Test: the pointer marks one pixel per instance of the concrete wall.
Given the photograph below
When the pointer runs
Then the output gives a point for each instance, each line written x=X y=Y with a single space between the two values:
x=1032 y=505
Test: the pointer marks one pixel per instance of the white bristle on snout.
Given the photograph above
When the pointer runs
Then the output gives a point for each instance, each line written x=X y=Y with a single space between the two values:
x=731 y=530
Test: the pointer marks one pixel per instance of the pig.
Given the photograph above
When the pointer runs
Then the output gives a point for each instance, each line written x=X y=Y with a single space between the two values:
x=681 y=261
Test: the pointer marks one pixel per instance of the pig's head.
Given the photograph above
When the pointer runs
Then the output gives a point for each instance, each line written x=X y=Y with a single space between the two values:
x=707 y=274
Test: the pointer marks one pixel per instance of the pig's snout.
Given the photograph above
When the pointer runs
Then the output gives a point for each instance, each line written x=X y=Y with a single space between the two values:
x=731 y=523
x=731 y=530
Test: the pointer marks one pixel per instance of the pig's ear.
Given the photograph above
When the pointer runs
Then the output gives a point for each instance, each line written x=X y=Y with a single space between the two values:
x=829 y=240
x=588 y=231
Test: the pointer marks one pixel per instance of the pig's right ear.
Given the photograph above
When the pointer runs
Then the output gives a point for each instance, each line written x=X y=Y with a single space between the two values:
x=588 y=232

* * * * * * * * *

**WORK REQUIRED**
Send back the whole listing above exactly, please.

**RESPONSE AREA**
Test: the pointer marks one pixel per instance of the concrete wall.
Given the photograph below
When the pointer runs
Then the output gives a point for each instance, each line written x=X y=Y with a single space between the two values:
x=1032 y=505
Test: the pointer marks one pixel per instance of the white bristle on snout.
Given the photograph above
When the pointer runs
Then the output gives a point for each instance, each line written x=X y=Y with a single space between the two values:
x=731 y=530
Test: the pointer marks one pixel per instance of the pig.
Given the photograph above
When the pointer runs
Then the output gives a point for each instance, each line written x=X y=Y with a single space between the two values:
x=681 y=261
Test: the pointer marks one pixel per instance of the pig's head.
Given the photograph above
When the pointer runs
Then the output gives a point for each instance, each line written x=X y=Y with a single space between the two values:
x=707 y=274
Test: the pointer marks one pixel per instance of the pig's snout.
Given the photograph above
When the pointer runs
Then the output gives a point for each instance, each line written x=X y=Y with a single space between the two values:
x=731 y=523
x=731 y=530
Test: the pointer marks one pixel per instance of the pig's ear.
Given the photograph above
When the pointer runs
Then the output gives a point for each instance, each line written x=X y=Y with a single space between the two values:
x=829 y=240
x=588 y=231
Test: the pointer marks one pixel per instance of the pig's right ear.
Given the photograph above
When the pointer runs
Then the output gives a point for each instance, each line written x=X y=Y with a single space between the two values:
x=588 y=232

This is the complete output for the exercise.